▶ WHAT IS BEING ASKED
In the passage on keeping customers during mergers, what role do customer experience teams have?
BEGIN PROVIDED PASSAGE
The companies that do the best job of retaining customers in MI situations are those that take a customer-oriented view of the process. They establish customer experience teams, whose role is to evaluate every step of the MI from a customer's point of view. This doesn't change the fundamental activities required in an integration. But it allows managers to sequence and coordinate activities in a way that enhances, rather than detracts from, customer experience.
There are five key customer experience initiatives successful companies employ when merging:
- Set ambitious goals for customer retention and adopt specific customer metrics to track performance. Put customer retention in the deal model. In most mergers, integration focuses on reducing costs or achieving revenue synergies and all metrics and incentives are linked to delivering those synergies. Additionally, align incentives with customer retention metrics.
- Embed the customer experience as an integral part of merger planning. As with any major change effort, the approach needs to start at the top, with executive sponsorship of the customer perspective and regular review and communication by the steering committee. A cross-functional customer experience integration team can assess the impact of all integration activities on customers—with emphasis on the most important interactions affecting the most valuable customers—and provides constructive suggestions for embedding that customer perspective in each integration task force.
- Identify and accelerate actions to improve the customer experience or increase the value of your offering from the customer's perspective. The customer experience team maps out the customer experience from end to end, identifying how customers will be affected at each point and looking for the opportunities to delight or the risks of disappointing them.
- Communicate and listen. Customers left in the dark will assume the worst. Give them a vision for the integration and expected timelines even before you make any decisions. Once you've made a decision, be thoughtful about how and when you communicate. Consider how you bundle messages to optimize the impact on your most valuable customers.
- Empower employees. Provide employees with the tools and information they need to respond to customers caught up in the change. Mergers invariably create stress for employees, who naturally worry about the fate of their jobs. But companies also rely on them—particularly front-line employees—to deliver an exceptional experience during a time of change. This may require a new level of front-line empowerment, which can be uncomfortable for some companies accustomed to more command-and-control management. Merging companies may have different approaches to empowering employees, but satisfied employees make for satisfied customers.
END PROVIDED PASSAGE
BEGIN DATA ENTRIES
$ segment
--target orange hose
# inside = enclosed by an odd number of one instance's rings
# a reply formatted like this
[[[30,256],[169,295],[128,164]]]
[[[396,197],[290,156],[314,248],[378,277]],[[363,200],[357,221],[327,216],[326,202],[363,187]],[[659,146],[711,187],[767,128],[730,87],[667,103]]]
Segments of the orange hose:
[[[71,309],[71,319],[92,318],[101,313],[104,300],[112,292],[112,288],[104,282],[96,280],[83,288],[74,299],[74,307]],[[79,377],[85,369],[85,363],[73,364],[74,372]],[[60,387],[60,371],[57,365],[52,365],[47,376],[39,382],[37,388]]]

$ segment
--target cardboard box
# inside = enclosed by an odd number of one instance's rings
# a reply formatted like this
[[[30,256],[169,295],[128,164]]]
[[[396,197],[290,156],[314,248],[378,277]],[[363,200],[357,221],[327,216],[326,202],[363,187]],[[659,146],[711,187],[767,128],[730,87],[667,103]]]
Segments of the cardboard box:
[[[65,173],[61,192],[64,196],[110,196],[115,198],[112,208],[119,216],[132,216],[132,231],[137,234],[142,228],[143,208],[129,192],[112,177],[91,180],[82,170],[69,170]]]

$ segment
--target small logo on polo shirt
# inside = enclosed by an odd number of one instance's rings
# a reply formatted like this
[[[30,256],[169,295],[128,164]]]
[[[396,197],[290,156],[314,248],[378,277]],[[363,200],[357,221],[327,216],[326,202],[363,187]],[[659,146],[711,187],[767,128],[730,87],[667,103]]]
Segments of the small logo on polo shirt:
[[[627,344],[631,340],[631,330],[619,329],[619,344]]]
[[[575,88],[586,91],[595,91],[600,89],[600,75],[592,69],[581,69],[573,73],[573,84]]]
END DATA ENTRIES
▶ EXPECTED ANSWER
Their role is to evaluate every step of the MI from a customer's point of view.